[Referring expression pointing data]
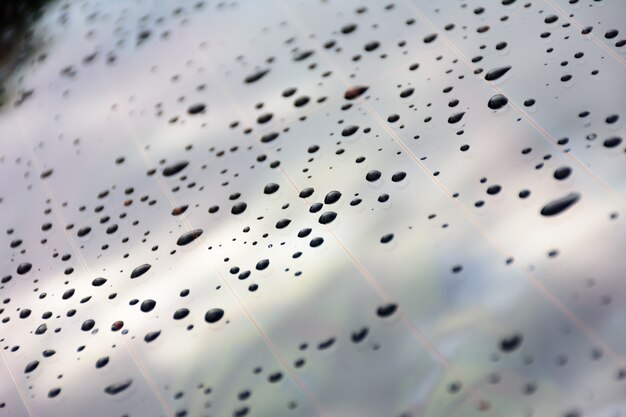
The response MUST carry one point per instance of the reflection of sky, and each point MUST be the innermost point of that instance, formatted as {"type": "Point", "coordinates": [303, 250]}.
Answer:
{"type": "Point", "coordinates": [449, 325]}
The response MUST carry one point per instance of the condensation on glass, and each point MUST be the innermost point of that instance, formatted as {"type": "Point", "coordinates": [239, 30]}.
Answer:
{"type": "Point", "coordinates": [315, 208]}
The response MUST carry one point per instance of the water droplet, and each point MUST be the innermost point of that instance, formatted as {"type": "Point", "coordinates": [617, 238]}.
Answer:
{"type": "Point", "coordinates": [214, 315]}
{"type": "Point", "coordinates": [497, 102]}
{"type": "Point", "coordinates": [559, 205]}
{"type": "Point", "coordinates": [114, 389]}
{"type": "Point", "coordinates": [496, 73]}
{"type": "Point", "coordinates": [355, 92]}
{"type": "Point", "coordinates": [239, 208]}
{"type": "Point", "coordinates": [386, 310]}
{"type": "Point", "coordinates": [140, 270]}
{"type": "Point", "coordinates": [189, 237]}
{"type": "Point", "coordinates": [174, 169]}
{"type": "Point", "coordinates": [181, 313]}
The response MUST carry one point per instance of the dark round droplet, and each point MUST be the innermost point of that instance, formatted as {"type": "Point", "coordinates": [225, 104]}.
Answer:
{"type": "Point", "coordinates": [373, 175]}
{"type": "Point", "coordinates": [359, 335]}
{"type": "Point", "coordinates": [118, 387]}
{"type": "Point", "coordinates": [269, 137]}
{"type": "Point", "coordinates": [301, 101]}
{"type": "Point", "coordinates": [562, 173]}
{"type": "Point", "coordinates": [177, 211]}
{"type": "Point", "coordinates": [511, 343]}
{"type": "Point", "coordinates": [31, 367]}
{"type": "Point", "coordinates": [327, 217]}
{"type": "Point", "coordinates": [196, 108]}
{"type": "Point", "coordinates": [23, 268]}
{"type": "Point", "coordinates": [282, 223]}
{"type": "Point", "coordinates": [87, 325]}
{"type": "Point", "coordinates": [262, 264]}
{"type": "Point", "coordinates": [302, 55]}
{"type": "Point", "coordinates": [559, 205]}
{"type": "Point", "coordinates": [332, 197]}
{"type": "Point", "coordinates": [306, 193]}
{"type": "Point", "coordinates": [214, 315]}
{"type": "Point", "coordinates": [239, 208]}
{"type": "Point", "coordinates": [147, 305]}
{"type": "Point", "coordinates": [496, 73]}
{"type": "Point", "coordinates": [455, 118]}
{"type": "Point", "coordinates": [349, 130]}
{"type": "Point", "coordinates": [256, 76]}
{"type": "Point", "coordinates": [140, 270]}
{"type": "Point", "coordinates": [326, 343]}
{"type": "Point", "coordinates": [497, 102]}
{"type": "Point", "coordinates": [430, 38]}
{"type": "Point", "coordinates": [355, 92]}
{"type": "Point", "coordinates": [102, 362]}
{"type": "Point", "coordinates": [386, 310]}
{"type": "Point", "coordinates": [181, 313]}
{"type": "Point", "coordinates": [174, 169]}
{"type": "Point", "coordinates": [271, 188]}
{"type": "Point", "coordinates": [97, 282]}
{"type": "Point", "coordinates": [189, 237]}
{"type": "Point", "coordinates": [371, 46]}
{"type": "Point", "coordinates": [612, 142]}
{"type": "Point", "coordinates": [149, 337]}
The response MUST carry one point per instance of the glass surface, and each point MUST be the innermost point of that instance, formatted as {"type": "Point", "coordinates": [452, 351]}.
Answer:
{"type": "Point", "coordinates": [314, 208]}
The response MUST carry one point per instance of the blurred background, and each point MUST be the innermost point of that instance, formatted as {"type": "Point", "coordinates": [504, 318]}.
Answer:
{"type": "Point", "coordinates": [312, 208]}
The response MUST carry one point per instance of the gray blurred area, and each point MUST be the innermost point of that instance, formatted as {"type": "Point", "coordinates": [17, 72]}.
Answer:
{"type": "Point", "coordinates": [313, 208]}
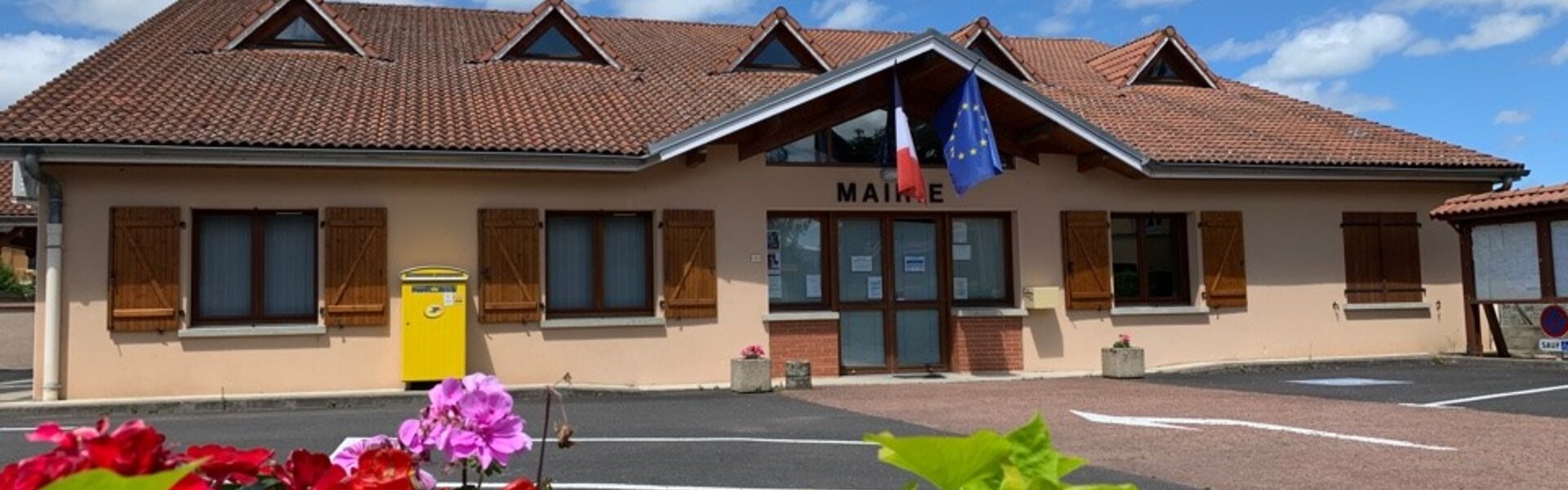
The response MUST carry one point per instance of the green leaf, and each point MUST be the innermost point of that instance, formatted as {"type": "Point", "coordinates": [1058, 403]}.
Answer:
{"type": "Point", "coordinates": [947, 462]}
{"type": "Point", "coordinates": [105, 479]}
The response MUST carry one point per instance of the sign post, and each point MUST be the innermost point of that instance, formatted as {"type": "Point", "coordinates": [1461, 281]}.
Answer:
{"type": "Point", "coordinates": [1554, 324]}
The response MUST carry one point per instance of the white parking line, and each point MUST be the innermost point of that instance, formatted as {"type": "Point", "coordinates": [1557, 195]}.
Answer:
{"type": "Point", "coordinates": [678, 440]}
{"type": "Point", "coordinates": [1490, 396]}
{"type": "Point", "coordinates": [623, 488]}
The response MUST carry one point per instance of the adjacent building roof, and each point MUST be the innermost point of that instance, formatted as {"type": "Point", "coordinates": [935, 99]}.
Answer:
{"type": "Point", "coordinates": [165, 83]}
{"type": "Point", "coordinates": [8, 206]}
{"type": "Point", "coordinates": [1504, 202]}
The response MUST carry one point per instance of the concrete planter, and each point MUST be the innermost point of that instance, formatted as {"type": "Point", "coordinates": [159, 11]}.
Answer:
{"type": "Point", "coordinates": [750, 376]}
{"type": "Point", "coordinates": [1121, 363]}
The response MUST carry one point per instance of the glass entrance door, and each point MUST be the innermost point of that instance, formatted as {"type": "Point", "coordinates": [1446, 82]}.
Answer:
{"type": "Point", "coordinates": [893, 305]}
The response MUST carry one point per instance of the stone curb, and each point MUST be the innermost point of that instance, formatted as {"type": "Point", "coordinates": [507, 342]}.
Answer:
{"type": "Point", "coordinates": [305, 401]}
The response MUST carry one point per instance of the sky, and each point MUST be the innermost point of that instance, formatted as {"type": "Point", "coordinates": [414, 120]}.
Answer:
{"type": "Point", "coordinates": [1484, 74]}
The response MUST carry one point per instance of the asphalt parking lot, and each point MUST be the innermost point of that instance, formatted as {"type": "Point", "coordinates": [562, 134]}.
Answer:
{"type": "Point", "coordinates": [626, 442]}
{"type": "Point", "coordinates": [1490, 385]}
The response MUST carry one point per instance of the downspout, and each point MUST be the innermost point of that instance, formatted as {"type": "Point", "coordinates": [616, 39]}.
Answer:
{"type": "Point", "coordinates": [52, 261]}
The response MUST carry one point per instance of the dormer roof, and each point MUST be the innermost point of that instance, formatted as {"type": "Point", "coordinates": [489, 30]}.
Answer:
{"type": "Point", "coordinates": [778, 30]}
{"type": "Point", "coordinates": [565, 20]}
{"type": "Point", "coordinates": [982, 37]}
{"type": "Point", "coordinates": [272, 20]}
{"type": "Point", "coordinates": [1131, 63]}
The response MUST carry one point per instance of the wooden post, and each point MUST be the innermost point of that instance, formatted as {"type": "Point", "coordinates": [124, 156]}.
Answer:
{"type": "Point", "coordinates": [1496, 330]}
{"type": "Point", "coordinates": [1472, 345]}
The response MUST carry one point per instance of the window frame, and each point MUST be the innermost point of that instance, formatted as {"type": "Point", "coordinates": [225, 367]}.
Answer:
{"type": "Point", "coordinates": [267, 35]}
{"type": "Point", "coordinates": [944, 220]}
{"type": "Point", "coordinates": [808, 61]}
{"type": "Point", "coordinates": [1181, 236]}
{"type": "Point", "coordinates": [598, 310]}
{"type": "Point", "coordinates": [586, 49]}
{"type": "Point", "coordinates": [257, 267]}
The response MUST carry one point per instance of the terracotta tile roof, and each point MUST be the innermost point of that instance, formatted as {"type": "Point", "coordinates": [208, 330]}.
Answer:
{"type": "Point", "coordinates": [1504, 202]}
{"type": "Point", "coordinates": [763, 29]}
{"type": "Point", "coordinates": [545, 7]}
{"type": "Point", "coordinates": [8, 206]}
{"type": "Point", "coordinates": [162, 83]}
{"type": "Point", "coordinates": [256, 16]}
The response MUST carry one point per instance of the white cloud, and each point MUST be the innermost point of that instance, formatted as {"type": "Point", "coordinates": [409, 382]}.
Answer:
{"type": "Point", "coordinates": [30, 60]}
{"type": "Point", "coordinates": [115, 16]}
{"type": "Point", "coordinates": [681, 10]}
{"type": "Point", "coordinates": [847, 13]}
{"type": "Point", "coordinates": [1233, 49]}
{"type": "Point", "coordinates": [1333, 51]}
{"type": "Point", "coordinates": [1512, 117]}
{"type": "Point", "coordinates": [1334, 95]}
{"type": "Point", "coordinates": [1501, 29]}
{"type": "Point", "coordinates": [1140, 3]}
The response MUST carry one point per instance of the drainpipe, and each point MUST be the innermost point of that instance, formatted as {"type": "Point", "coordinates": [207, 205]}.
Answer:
{"type": "Point", "coordinates": [52, 252]}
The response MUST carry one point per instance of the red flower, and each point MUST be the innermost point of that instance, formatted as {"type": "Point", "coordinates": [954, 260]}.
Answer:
{"type": "Point", "coordinates": [383, 469]}
{"type": "Point", "coordinates": [38, 471]}
{"type": "Point", "coordinates": [310, 470]}
{"type": "Point", "coordinates": [521, 484]}
{"type": "Point", "coordinates": [226, 464]}
{"type": "Point", "coordinates": [134, 449]}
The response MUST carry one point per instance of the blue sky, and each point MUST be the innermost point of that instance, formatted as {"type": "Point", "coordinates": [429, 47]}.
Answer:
{"type": "Point", "coordinates": [1486, 74]}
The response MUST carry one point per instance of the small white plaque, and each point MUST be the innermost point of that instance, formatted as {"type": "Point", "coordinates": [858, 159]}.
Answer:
{"type": "Point", "coordinates": [862, 265]}
{"type": "Point", "coordinates": [963, 252]}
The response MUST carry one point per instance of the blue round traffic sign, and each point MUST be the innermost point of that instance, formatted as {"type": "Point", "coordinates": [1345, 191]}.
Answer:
{"type": "Point", "coordinates": [1554, 323]}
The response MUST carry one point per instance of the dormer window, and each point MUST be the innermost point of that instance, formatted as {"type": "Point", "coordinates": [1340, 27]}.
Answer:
{"type": "Point", "coordinates": [1170, 68]}
{"type": "Point", "coordinates": [773, 56]}
{"type": "Point", "coordinates": [988, 47]}
{"type": "Point", "coordinates": [295, 24]}
{"type": "Point", "coordinates": [554, 37]}
{"type": "Point", "coordinates": [778, 44]}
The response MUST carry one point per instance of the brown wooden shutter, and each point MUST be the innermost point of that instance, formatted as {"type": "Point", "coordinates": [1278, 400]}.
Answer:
{"type": "Point", "coordinates": [1382, 258]}
{"type": "Point", "coordinates": [356, 261]}
{"type": "Point", "coordinates": [1085, 253]}
{"type": "Point", "coordinates": [145, 269]}
{"type": "Point", "coordinates": [690, 274]}
{"type": "Point", "coordinates": [1223, 260]}
{"type": "Point", "coordinates": [510, 265]}
{"type": "Point", "coordinates": [1402, 258]}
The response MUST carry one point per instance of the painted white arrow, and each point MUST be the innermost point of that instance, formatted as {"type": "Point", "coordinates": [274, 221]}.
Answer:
{"type": "Point", "coordinates": [1178, 423]}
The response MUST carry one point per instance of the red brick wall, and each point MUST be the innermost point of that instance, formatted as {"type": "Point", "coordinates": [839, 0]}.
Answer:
{"type": "Point", "coordinates": [813, 341]}
{"type": "Point", "coordinates": [988, 345]}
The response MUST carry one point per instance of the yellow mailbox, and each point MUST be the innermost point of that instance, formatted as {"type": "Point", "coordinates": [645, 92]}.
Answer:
{"type": "Point", "coordinates": [434, 324]}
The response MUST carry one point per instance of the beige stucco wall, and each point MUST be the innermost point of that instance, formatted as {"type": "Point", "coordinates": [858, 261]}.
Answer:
{"type": "Point", "coordinates": [1293, 244]}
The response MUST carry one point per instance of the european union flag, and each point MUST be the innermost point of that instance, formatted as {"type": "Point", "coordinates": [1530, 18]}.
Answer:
{"type": "Point", "coordinates": [968, 142]}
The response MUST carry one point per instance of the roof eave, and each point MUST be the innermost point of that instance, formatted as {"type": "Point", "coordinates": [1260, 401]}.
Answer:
{"type": "Point", "coordinates": [323, 158]}
{"type": "Point", "coordinates": [929, 41]}
{"type": "Point", "coordinates": [1300, 172]}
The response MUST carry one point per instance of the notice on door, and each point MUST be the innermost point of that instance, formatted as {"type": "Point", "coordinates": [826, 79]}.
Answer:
{"type": "Point", "coordinates": [862, 265]}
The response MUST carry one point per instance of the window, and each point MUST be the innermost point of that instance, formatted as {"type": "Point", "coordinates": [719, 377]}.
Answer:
{"type": "Point", "coordinates": [976, 260]}
{"type": "Point", "coordinates": [980, 260]}
{"type": "Point", "coordinates": [795, 261]}
{"type": "Point", "coordinates": [780, 52]}
{"type": "Point", "coordinates": [1382, 258]}
{"type": "Point", "coordinates": [599, 265]}
{"type": "Point", "coordinates": [255, 267]}
{"type": "Point", "coordinates": [857, 142]}
{"type": "Point", "coordinates": [1150, 258]}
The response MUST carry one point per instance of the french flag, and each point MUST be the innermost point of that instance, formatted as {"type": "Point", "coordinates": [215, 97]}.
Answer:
{"type": "Point", "coordinates": [911, 183]}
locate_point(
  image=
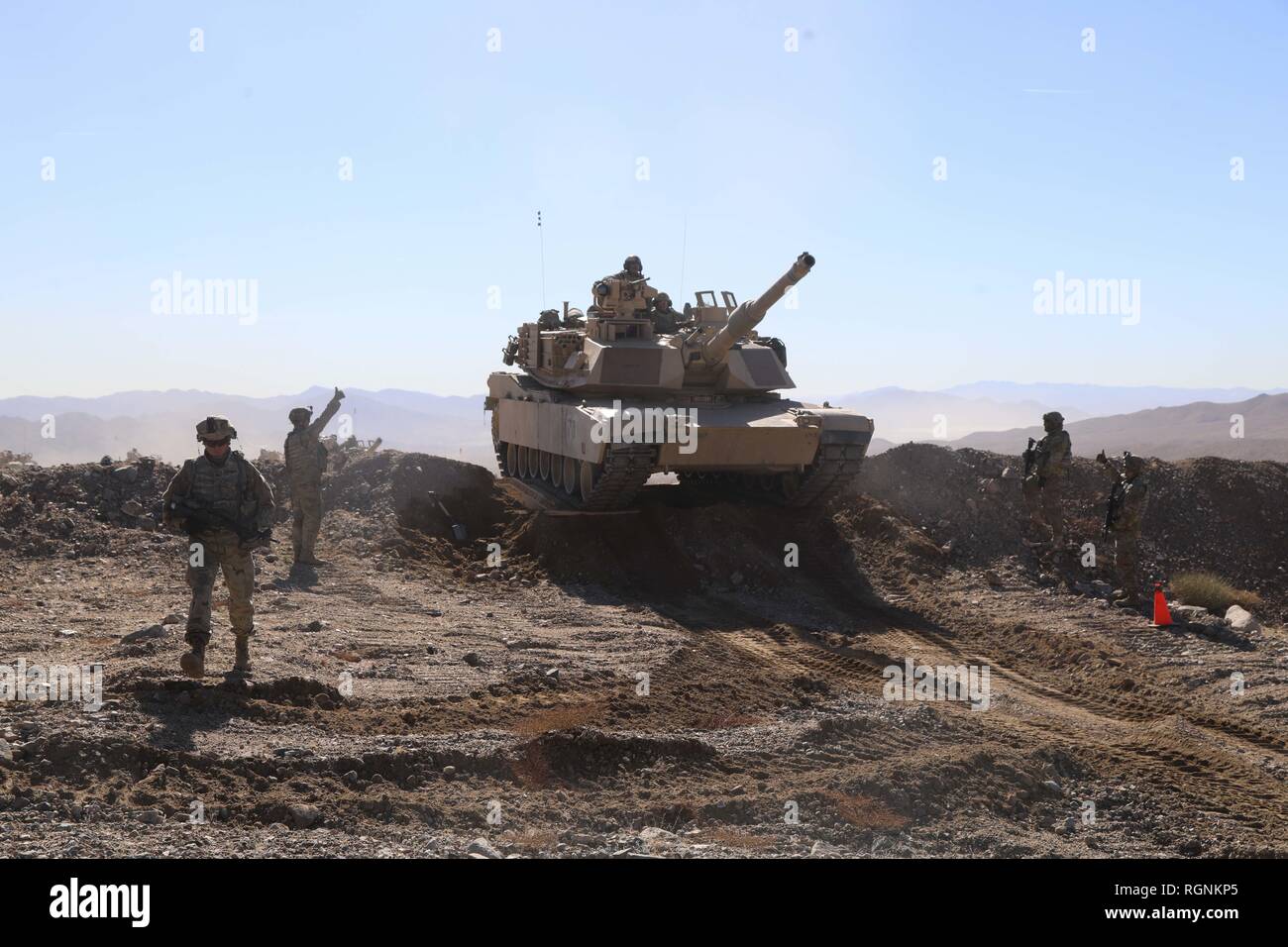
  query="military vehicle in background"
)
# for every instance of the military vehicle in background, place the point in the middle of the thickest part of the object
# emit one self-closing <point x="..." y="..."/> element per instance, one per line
<point x="604" y="399"/>
<point x="339" y="453"/>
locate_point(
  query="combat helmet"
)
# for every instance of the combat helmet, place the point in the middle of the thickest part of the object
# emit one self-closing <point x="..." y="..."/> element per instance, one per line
<point x="215" y="428"/>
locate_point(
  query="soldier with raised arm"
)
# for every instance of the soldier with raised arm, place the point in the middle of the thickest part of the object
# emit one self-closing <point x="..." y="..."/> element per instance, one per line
<point x="226" y="506"/>
<point x="1126" y="512"/>
<point x="305" y="460"/>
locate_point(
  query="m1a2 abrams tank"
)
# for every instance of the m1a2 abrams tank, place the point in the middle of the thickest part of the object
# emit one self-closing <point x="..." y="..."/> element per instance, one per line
<point x="631" y="388"/>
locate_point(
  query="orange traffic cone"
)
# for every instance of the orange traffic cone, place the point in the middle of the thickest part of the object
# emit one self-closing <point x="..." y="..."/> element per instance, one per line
<point x="1162" y="616"/>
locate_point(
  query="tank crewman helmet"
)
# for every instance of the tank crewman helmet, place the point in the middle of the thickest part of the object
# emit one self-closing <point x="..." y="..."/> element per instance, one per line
<point x="215" y="428"/>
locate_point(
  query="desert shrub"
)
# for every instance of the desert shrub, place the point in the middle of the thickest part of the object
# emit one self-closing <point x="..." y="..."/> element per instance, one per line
<point x="1211" y="591"/>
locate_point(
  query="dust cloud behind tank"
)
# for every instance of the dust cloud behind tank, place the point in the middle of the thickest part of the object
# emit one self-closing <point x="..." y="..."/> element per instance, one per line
<point x="629" y="388"/>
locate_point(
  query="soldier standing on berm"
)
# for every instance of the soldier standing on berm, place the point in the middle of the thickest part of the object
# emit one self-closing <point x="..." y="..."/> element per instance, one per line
<point x="227" y="509"/>
<point x="305" y="459"/>
<point x="1043" y="486"/>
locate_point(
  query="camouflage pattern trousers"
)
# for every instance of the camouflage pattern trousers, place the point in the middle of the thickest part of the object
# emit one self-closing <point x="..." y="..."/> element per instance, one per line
<point x="207" y="554"/>
<point x="1044" y="502"/>
<point x="1127" y="565"/>
<point x="305" y="518"/>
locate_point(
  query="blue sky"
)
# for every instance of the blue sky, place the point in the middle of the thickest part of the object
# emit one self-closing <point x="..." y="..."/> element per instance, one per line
<point x="224" y="165"/>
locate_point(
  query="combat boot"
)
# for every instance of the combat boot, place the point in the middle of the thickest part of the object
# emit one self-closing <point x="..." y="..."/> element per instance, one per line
<point x="241" y="663"/>
<point x="193" y="661"/>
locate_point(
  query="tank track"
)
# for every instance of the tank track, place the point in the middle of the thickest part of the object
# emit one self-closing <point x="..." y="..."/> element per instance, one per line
<point x="626" y="468"/>
<point x="833" y="470"/>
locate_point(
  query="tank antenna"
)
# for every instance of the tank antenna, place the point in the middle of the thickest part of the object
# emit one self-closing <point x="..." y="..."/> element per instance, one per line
<point x="541" y="237"/>
<point x="684" y="254"/>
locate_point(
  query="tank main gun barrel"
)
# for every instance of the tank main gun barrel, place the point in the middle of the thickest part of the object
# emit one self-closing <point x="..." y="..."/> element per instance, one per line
<point x="748" y="315"/>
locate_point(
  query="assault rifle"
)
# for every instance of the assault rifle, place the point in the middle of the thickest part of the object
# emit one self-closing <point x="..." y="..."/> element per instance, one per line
<point x="197" y="519"/>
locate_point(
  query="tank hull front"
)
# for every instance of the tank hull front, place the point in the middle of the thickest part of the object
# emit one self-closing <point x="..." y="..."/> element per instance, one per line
<point x="694" y="433"/>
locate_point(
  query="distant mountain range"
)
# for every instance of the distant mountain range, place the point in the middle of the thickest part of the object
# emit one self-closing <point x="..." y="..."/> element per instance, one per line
<point x="1171" y="433"/>
<point x="163" y="423"/>
<point x="1168" y="423"/>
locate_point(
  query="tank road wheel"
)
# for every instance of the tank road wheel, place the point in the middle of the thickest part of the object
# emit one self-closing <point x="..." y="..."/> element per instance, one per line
<point x="587" y="479"/>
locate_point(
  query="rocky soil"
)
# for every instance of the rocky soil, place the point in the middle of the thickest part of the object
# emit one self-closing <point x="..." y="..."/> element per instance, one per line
<point x="692" y="680"/>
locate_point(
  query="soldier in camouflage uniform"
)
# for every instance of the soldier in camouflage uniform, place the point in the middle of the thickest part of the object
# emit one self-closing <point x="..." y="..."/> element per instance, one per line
<point x="1043" y="487"/>
<point x="631" y="268"/>
<point x="1126" y="527"/>
<point x="305" y="460"/>
<point x="666" y="320"/>
<point x="227" y="509"/>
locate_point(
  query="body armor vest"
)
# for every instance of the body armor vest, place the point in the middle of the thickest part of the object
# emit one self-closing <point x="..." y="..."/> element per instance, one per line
<point x="219" y="487"/>
<point x="305" y="458"/>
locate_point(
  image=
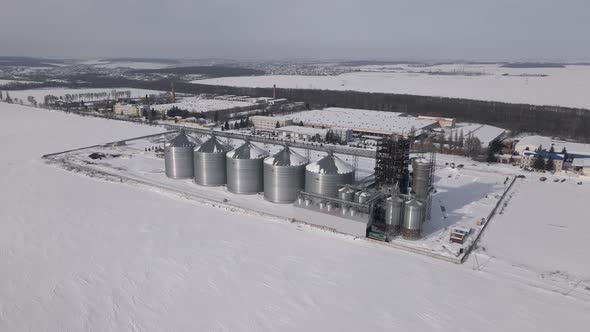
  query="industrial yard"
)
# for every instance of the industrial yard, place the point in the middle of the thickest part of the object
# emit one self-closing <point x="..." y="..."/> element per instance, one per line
<point x="463" y="198"/>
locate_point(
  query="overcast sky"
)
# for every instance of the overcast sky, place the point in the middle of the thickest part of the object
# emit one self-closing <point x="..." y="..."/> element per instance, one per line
<point x="312" y="29"/>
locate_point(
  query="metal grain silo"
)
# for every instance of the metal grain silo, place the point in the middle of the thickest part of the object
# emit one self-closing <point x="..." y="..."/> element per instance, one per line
<point x="245" y="169"/>
<point x="209" y="163"/>
<point x="327" y="175"/>
<point x="346" y="194"/>
<point x="178" y="157"/>
<point x="413" y="218"/>
<point x="284" y="176"/>
<point x="422" y="178"/>
<point x="393" y="214"/>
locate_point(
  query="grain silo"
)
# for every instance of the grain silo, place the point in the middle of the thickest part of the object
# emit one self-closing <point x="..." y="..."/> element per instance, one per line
<point x="178" y="157"/>
<point x="245" y="169"/>
<point x="209" y="163"/>
<point x="327" y="175"/>
<point x="413" y="218"/>
<point x="284" y="176"/>
<point x="393" y="214"/>
<point x="346" y="194"/>
<point x="421" y="178"/>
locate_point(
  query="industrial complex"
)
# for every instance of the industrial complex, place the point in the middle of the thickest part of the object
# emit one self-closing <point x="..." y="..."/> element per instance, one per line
<point x="387" y="204"/>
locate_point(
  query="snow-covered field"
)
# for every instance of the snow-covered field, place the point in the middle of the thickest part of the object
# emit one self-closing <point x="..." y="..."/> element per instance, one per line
<point x="556" y="213"/>
<point x="40" y="94"/>
<point x="8" y="82"/>
<point x="199" y="105"/>
<point x="562" y="86"/>
<point x="78" y="253"/>
<point x="125" y="64"/>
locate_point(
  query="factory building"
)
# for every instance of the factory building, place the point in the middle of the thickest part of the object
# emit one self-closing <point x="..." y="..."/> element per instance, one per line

#### Task brief:
Among the records, find every line holding the word "traffic" and copy it.

#### Result of the task:
The response MUST carry one point per instance of the blue round traffic sign, and each point MUST be the innermost point of that instance, formatted as {"type": "Point", "coordinates": [1345, 191]}.
  query="orange traffic cone"
# for every instance of the orange traffic cone, place the point in the middle of the thickest part of the object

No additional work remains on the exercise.